» **PROBLEM STATEMENT**
Further down are entries; set down exactly and only the lines from the one with "Query: woman's shoulder" up to and including the one with "pixel 173 433", dropping each picture.

» **THE RECORDS**

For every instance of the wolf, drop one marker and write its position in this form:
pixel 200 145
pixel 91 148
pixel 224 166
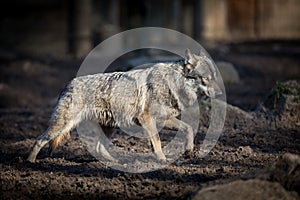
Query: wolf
pixel 124 99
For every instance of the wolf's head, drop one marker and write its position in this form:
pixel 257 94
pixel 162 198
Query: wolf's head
pixel 202 70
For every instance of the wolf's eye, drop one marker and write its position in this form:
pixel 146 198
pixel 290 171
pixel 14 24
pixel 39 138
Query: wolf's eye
pixel 205 79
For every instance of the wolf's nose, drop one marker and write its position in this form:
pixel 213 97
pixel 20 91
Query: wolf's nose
pixel 219 93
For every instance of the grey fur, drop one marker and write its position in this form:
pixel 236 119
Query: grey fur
pixel 125 99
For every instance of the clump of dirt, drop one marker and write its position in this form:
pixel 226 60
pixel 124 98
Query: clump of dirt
pixel 279 182
pixel 282 105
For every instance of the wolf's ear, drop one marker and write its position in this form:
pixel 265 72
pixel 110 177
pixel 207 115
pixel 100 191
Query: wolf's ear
pixel 190 58
pixel 202 53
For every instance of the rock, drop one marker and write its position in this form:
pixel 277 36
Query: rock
pixel 251 189
pixel 228 72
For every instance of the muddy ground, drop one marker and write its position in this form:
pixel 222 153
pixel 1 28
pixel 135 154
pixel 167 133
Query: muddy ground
pixel 252 141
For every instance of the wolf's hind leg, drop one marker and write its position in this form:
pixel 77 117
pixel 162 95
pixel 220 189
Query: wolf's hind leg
pixel 103 143
pixel 177 124
pixel 149 125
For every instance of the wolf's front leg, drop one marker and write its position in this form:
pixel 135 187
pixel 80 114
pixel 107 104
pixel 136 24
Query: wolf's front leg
pixel 177 124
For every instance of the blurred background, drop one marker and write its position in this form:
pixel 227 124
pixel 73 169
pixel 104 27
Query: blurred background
pixel 42 43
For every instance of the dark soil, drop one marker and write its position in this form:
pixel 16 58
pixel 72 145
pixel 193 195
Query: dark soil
pixel 29 87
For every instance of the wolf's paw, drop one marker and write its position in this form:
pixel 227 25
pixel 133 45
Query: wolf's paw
pixel 161 157
pixel 189 147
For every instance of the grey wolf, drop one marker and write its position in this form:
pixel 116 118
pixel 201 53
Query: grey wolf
pixel 124 99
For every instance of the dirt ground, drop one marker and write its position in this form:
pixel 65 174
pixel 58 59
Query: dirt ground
pixel 261 126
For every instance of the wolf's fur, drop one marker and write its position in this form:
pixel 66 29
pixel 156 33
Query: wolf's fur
pixel 124 99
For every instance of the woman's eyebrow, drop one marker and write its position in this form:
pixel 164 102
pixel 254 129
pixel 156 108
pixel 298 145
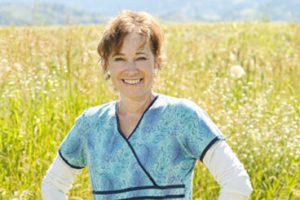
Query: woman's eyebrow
pixel 118 54
pixel 138 53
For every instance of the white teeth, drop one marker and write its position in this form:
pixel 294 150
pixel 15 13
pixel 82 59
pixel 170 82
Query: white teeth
pixel 132 82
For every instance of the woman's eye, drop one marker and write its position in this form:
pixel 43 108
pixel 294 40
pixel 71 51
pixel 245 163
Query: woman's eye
pixel 119 59
pixel 141 58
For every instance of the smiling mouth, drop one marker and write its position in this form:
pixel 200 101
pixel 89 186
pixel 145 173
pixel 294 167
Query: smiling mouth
pixel 132 81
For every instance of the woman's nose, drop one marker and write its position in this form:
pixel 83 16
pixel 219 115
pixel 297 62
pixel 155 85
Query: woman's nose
pixel 131 65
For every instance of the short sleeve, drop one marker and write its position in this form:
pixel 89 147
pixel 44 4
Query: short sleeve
pixel 73 148
pixel 198 131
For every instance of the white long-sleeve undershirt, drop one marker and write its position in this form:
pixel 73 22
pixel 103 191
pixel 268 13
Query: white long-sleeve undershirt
pixel 219 159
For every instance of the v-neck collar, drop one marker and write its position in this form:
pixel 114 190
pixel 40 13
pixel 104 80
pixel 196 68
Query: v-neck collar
pixel 118 121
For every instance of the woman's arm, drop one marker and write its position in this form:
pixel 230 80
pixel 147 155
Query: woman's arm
pixel 58 180
pixel 228 171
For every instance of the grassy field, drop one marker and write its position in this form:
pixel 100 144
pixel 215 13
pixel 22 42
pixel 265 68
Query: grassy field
pixel 49 75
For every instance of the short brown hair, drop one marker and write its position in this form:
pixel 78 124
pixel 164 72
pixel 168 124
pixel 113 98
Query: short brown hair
pixel 126 22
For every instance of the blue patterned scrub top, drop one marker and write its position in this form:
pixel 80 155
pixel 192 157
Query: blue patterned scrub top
pixel 155 162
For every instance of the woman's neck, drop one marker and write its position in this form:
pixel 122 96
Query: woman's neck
pixel 134 106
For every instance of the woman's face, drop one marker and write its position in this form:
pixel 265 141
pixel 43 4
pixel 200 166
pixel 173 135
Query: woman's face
pixel 132 69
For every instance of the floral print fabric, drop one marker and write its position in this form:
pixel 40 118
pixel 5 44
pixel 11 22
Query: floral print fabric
pixel 155 162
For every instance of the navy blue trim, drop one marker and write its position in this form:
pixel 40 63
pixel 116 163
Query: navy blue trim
pixel 178 196
pixel 208 146
pixel 73 166
pixel 139 162
pixel 139 188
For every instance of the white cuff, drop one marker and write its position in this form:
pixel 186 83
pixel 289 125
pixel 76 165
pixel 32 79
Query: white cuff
pixel 228 171
pixel 58 180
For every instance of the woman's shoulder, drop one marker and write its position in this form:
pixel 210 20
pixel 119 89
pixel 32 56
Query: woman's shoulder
pixel 99 110
pixel 184 104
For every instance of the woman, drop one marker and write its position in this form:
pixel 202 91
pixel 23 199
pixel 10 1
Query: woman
pixel 145 145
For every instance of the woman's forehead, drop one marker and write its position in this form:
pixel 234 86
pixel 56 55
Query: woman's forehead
pixel 134 42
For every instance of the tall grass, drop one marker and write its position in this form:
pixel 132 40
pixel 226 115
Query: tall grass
pixel 49 75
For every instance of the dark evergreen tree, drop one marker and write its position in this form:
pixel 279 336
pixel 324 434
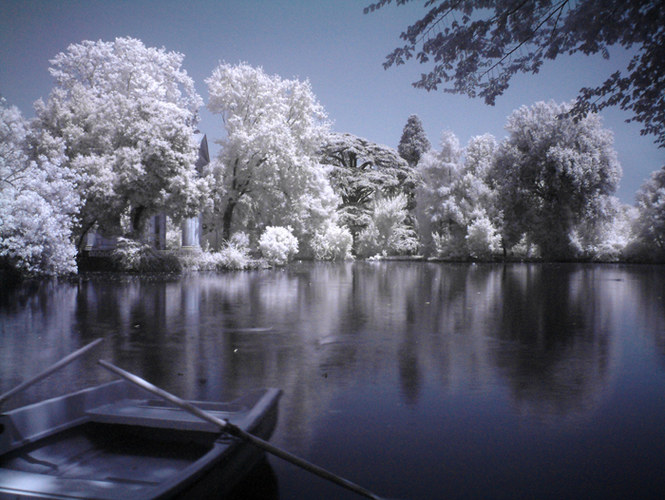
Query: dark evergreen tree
pixel 476 46
pixel 414 141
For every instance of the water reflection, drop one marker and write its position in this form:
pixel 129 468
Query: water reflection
pixel 399 341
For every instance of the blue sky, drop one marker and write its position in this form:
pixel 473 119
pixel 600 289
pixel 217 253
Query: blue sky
pixel 330 42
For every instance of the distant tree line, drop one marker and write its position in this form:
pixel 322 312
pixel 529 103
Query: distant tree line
pixel 113 145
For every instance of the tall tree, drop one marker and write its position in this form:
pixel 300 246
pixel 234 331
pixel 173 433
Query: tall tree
pixel 38 201
pixel 456 202
pixel 126 114
pixel 476 46
pixel 268 165
pixel 413 143
pixel 554 174
pixel 362 171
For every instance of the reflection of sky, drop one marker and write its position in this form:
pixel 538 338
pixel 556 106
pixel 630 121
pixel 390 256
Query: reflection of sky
pixel 517 370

» **SOLUTION TO THIS EXERCISE**
Query: woman's shoulder
pixel 99 110
pixel 184 104
For every instance of the woman, drop one marker and write its position in this form:
pixel 202 91
pixel 23 199
pixel 10 1
Query: woman
pixel 145 145
For every instance of the woman's forehead, drop one marker and write its position in this form:
pixel 234 86
pixel 56 55
Query: woman's forehead
pixel 134 42
For every instance of the tall grass, drop one marker and write its position in this form:
pixel 132 40
pixel 226 115
Query: tall grass
pixel 49 75
For every instance of the dark evergreen tree, drop one marker and write its position in this form:
pixel 279 336
pixel 324 434
Query: dark evergreen tree
pixel 476 46
pixel 414 141
For every instance of the water reflection, drop one marker and write its position in this form:
pixel 129 468
Query: water reflection
pixel 399 341
For every instance of the blue sky, drop one marker and write its position in this form:
pixel 473 119
pixel 600 289
pixel 217 253
Query: blue sky
pixel 330 42
For every instance of the distant tree line, drop one marker and write its position in this form:
pixel 322 312
pixel 529 103
Query: distant tree line
pixel 113 145
For every instance of the tall tree, drop one marker and write its position in this form:
pixel 300 246
pixel 234 331
pixel 173 433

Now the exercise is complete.